━━━ PROVIDED RECORDS ━━━

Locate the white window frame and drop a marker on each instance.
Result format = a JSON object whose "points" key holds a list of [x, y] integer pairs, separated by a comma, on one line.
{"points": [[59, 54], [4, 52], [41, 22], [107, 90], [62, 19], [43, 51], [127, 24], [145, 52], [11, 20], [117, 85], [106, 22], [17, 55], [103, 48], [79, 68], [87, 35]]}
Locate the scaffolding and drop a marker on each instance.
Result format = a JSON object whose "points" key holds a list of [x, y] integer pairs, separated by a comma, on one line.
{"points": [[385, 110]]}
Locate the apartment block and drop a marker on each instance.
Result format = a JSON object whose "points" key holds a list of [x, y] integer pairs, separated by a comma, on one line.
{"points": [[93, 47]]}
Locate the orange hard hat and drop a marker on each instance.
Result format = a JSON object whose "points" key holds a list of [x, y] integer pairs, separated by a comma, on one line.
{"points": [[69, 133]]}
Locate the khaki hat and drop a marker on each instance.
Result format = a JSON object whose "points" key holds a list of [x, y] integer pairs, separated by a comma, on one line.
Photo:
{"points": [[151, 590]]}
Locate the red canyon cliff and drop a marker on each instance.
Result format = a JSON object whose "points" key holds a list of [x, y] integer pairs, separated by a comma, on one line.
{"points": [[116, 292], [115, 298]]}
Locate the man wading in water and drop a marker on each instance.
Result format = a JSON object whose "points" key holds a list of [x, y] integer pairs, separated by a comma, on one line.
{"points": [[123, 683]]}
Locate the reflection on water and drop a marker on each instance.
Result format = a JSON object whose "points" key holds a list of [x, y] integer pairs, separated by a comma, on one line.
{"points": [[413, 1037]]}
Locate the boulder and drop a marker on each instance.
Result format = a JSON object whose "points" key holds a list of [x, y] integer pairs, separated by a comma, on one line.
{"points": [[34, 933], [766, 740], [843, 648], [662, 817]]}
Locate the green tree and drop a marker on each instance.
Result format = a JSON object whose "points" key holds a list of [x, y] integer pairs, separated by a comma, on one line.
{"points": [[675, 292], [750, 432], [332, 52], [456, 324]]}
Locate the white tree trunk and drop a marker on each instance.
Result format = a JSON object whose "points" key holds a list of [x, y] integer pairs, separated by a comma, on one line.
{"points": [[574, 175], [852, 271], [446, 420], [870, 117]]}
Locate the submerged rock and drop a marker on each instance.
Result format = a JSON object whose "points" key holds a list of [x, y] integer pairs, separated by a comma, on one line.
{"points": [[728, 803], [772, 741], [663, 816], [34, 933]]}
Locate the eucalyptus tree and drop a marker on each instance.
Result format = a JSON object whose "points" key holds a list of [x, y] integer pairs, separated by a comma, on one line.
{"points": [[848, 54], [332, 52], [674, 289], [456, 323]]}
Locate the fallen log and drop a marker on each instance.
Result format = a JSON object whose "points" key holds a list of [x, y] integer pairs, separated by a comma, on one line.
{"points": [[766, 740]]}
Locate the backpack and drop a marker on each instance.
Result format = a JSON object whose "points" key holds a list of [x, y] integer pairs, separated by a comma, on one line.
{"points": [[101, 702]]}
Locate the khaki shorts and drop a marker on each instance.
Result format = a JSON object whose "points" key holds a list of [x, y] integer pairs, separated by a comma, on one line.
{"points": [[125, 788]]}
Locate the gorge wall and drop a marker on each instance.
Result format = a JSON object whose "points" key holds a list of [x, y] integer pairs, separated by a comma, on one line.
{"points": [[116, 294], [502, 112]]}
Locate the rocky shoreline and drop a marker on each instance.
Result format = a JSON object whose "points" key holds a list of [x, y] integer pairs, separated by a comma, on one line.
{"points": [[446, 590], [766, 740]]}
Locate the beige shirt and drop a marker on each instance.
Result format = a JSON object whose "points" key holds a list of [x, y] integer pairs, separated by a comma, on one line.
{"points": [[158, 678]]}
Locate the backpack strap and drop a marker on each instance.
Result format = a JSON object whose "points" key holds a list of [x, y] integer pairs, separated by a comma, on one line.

━━━

DO THIS
Copy every line of the data items above, word for word.

TASK RESULT
Locate the white window frame and drop a marker on each instance.
Result format = a JSON object whose "points" key holds a list of [x, y] integer pairs, separated by a comma, on one line.
{"points": [[59, 54], [4, 52], [41, 22], [107, 90], [62, 19], [43, 51], [127, 24], [145, 52], [11, 20], [117, 85], [106, 22], [17, 55], [103, 48], [79, 68], [87, 35]]}
Locate the scaffolding and drop a marker on each instance.
Result format = a JSON object whose "points" key holds a list of [x, y] integer pairs, separated by a comma, on one line.
{"points": [[385, 110]]}
Locate the apartment block and drop a marker on each instance.
Result format = a JSON object whose "points" key holds a list of [x, y] integer pairs, separated by a comma, on one line.
{"points": [[93, 47]]}
Locate the orange hard hat and drop a marker on each instance.
Result format = a JSON object whose "points" key holds a list of [x, y] integer pairs, separated by a comma, on one line.
{"points": [[69, 133]]}
Locate the khaki hat and drop a marker on each instance.
Result format = a JSON object whose "points" key holds a list of [x, y] integer pairs, separated by a comma, on one line.
Photo:
{"points": [[151, 590]]}
Locate the red canyon cliff and drop a marker on each instance.
Result format = a JSON object whose "points" key holds a list of [x, y] integer pairs, separated by a comma, on one line.
{"points": [[116, 292], [115, 298]]}
Locate the man wading in water and drop a marker on each instance.
Result format = a JSON object whose "points" key holds a list of [x, y] integer pairs, separated by a comma, on one line.
{"points": [[123, 683]]}
Locate the reflection on water and drop a marker on each instance.
Result format = a JSON object whose "points" key holds a list of [x, y] integer pairs, separated by a comma, on one line.
{"points": [[413, 1037]]}
Locate the boulder and drop a marker on each instance.
Result format = a JSON object whose "points" key holds a list of [x, y] integer pairs, separated by a comma, on one line.
{"points": [[34, 933], [766, 740], [843, 648], [662, 817]]}
Locate the green tree and drop a marker on each instance.
Result format = a JSON object whose "points" key holds a list of [x, y] integer pairs, separated by a comma, on one line.
{"points": [[675, 292], [750, 432], [332, 52], [456, 324]]}
Locate the white tree trunk and drop a marker on each instance.
Result format = a JSON object whose "points" key holds a list of [x, y] integer pairs, separated by a comma, on one line.
{"points": [[574, 175], [852, 271], [446, 420], [870, 117]]}
Locate the submerged rock and drop a marker on each instance.
Result format = a JSON object whose "points" key holds a list of [x, y] integer pairs, separated by a comma, on one line.
{"points": [[728, 803], [772, 741], [663, 816], [34, 933]]}
Locate the eucalyptus tree and drop a marker on each instance.
Result format = a JSON object whose "points" key holds a list of [x, y] integer pairs, separated by a comma, on one line.
{"points": [[848, 54], [332, 52], [674, 289], [456, 323]]}
Locate the fallen log and drop a marker on each instance.
Result format = a JSON object whose "points" key holds a list of [x, y] integer pairs, separated by a comma, on one line.
{"points": [[766, 740]]}
Locate the backpack and drop a marker on each instance.
Result format = a JSON object whose "points" key holds a list of [x, y] integer pairs, separated by a comma, on one line.
{"points": [[101, 702]]}
Locate the khaki shorts and drop a marker on each instance.
Result format = a JSON object whose "points" key holds a list of [x, y] integer pairs, separated by a comma, on one line.
{"points": [[125, 788]]}
Locate the gorge wall and drop a marker on each instance.
Result format = a JSON object whose "points" key holds a list of [x, y] integer pairs, separated by a comma, on one line.
{"points": [[116, 294], [502, 112]]}
Locate the rocky shoreline and drop a marker on each instance.
Result format = a JSON object whose "points" key holds a list of [x, y] integer pairs, separated by a comma, on one line.
{"points": [[446, 590], [766, 740]]}
Locate the beige shirt and drop a marker on each instance.
Result format = a JSON object whose "points" key holds a list of [x, y] integer pairs, separated by a comma, on one line.
{"points": [[158, 678]]}
Locate the backpack strap and drop a marker on each instance.
Result format = a JSON object whose "points" key holds a list of [x, y] integer pairs, separated by a comma, on one line.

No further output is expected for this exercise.